#### Text zur Analyse
Mit ihrer radikalen Kehrtwende der Aufhebung der Null-Covid-Strategie wurden Lockdowns beendet und die strenge Testpflicht und zwangsweise Quarantäne oder Isolation weitgehend gelockert. Schon vorher hatte es gleichwohl Anzeichen gegeben, dass die Zahl der Infizierten spürbar anstieg und die Testkapazitäten und behördliche Nachverfolgung der Infektionen längst nicht mehr mithalten konnten.

Omikron-Variante sei hochinfektiös

«Die gegenwärtige Omikron-Mutation ist hoch ansteckend», erklärte der führende chinesische Epidemiologe und Regierungsberater Zhong Nanshan in einem Interview die 180-Grad-Wende der Regierung. Die Epidemie verbreite sich gegenwärtig sehr schnell. «Unter solchen Umständen ist es schwierig, die Übertragungsketten komplett zu unterbrechen – egal wie stark die Vorbeugung und Kontrolle sind.»
########
Aufgaben:
1: Zitieren Sie aus dem Text zur Null-Covid-Strategie wortgetreu die Stelle, die mit den Worten „Mit ihrer radikalen“ beginnt und nach den Worten „mehr mithalten konnten.“ endet.
2: Als was wird Zhong Nanshan im Text zur Null-Covid-Strategie bezeichnet?
Das Material steht für sich und gehört nicht zum Text.
#### Material
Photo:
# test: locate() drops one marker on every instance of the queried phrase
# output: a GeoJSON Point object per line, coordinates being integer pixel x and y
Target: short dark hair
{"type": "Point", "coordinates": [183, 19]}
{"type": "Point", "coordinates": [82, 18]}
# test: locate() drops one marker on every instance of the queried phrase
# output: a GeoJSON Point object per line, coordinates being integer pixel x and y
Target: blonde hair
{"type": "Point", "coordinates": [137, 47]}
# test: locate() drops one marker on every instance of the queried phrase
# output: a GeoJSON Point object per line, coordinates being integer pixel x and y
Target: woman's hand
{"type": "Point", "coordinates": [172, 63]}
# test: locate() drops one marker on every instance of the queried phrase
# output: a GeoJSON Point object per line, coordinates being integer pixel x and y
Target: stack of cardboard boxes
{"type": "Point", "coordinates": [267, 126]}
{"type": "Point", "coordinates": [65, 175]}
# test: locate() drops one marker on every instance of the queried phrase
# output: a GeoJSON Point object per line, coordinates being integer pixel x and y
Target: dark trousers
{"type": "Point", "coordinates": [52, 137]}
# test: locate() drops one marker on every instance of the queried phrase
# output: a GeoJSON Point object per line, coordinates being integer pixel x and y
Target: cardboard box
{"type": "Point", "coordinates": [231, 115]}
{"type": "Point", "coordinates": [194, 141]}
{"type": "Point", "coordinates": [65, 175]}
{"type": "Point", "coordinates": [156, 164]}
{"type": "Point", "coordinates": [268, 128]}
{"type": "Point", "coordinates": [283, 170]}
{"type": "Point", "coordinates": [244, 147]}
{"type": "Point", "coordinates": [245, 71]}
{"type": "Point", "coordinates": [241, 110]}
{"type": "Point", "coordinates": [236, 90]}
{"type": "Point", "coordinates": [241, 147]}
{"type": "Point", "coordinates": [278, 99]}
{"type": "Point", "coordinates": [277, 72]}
########
Lösungen:
1:
Mit ihrer radikalen Kehrtwende der Aufhebung der Null-Covid-Strategie wurden Lockdowns beendet und die strenge Testpflicht und zwangsweise Quarantäne oder Isolation weitgehend gelockert. Schon vorher hatte es gleichwohl Anzeichen gegeben, dass die Zahl der Infizierten spürbar anstieg und die Testkapazitäten und behördliche Nachverfolgung der Infektionen längst nicht mehr mithalten konnten.

2: Er wird als führender chinesischer Epidemiologe und Regierungsberater bezeichnet.